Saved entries

◇ ◇ ◇ ◇

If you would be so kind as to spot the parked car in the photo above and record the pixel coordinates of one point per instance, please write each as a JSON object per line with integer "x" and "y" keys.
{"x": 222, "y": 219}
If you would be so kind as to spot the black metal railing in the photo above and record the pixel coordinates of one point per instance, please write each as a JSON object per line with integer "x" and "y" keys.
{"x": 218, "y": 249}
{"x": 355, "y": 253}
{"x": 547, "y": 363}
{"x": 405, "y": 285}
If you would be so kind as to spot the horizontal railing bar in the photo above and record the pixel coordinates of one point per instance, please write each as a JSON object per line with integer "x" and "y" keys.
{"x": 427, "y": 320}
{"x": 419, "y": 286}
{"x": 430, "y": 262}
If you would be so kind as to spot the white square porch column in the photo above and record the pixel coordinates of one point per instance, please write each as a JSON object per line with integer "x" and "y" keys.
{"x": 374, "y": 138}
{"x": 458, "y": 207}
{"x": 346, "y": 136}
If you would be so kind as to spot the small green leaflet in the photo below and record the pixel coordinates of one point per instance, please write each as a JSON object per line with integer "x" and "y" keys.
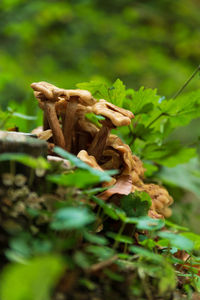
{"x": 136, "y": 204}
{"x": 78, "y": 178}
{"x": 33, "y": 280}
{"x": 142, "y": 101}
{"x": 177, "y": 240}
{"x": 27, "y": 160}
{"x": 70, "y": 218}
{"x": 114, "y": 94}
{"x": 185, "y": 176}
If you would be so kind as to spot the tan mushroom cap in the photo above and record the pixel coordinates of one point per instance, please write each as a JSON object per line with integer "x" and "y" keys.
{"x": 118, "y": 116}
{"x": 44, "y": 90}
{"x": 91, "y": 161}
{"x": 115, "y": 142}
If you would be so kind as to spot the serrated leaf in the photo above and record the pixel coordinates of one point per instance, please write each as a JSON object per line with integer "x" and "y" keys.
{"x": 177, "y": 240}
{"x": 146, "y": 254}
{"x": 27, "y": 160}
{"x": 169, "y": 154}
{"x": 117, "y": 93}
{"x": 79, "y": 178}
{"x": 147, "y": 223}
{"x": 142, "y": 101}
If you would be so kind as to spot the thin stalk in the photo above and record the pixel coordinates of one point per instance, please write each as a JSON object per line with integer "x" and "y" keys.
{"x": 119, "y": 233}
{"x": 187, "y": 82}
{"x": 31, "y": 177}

◇ ◇ ◇ ◇

An exact copy of the lines from the one containing "If you would be so kind as to spot the thin" through the end of the data above is the whole answer.

If you would be so kind as to spot the thin stalk in the photo above and record the pixel coordinates of one point per instance, please write each as a JSON object per line with integer "x" and "y" keys.
{"x": 119, "y": 233}
{"x": 187, "y": 82}
{"x": 31, "y": 177}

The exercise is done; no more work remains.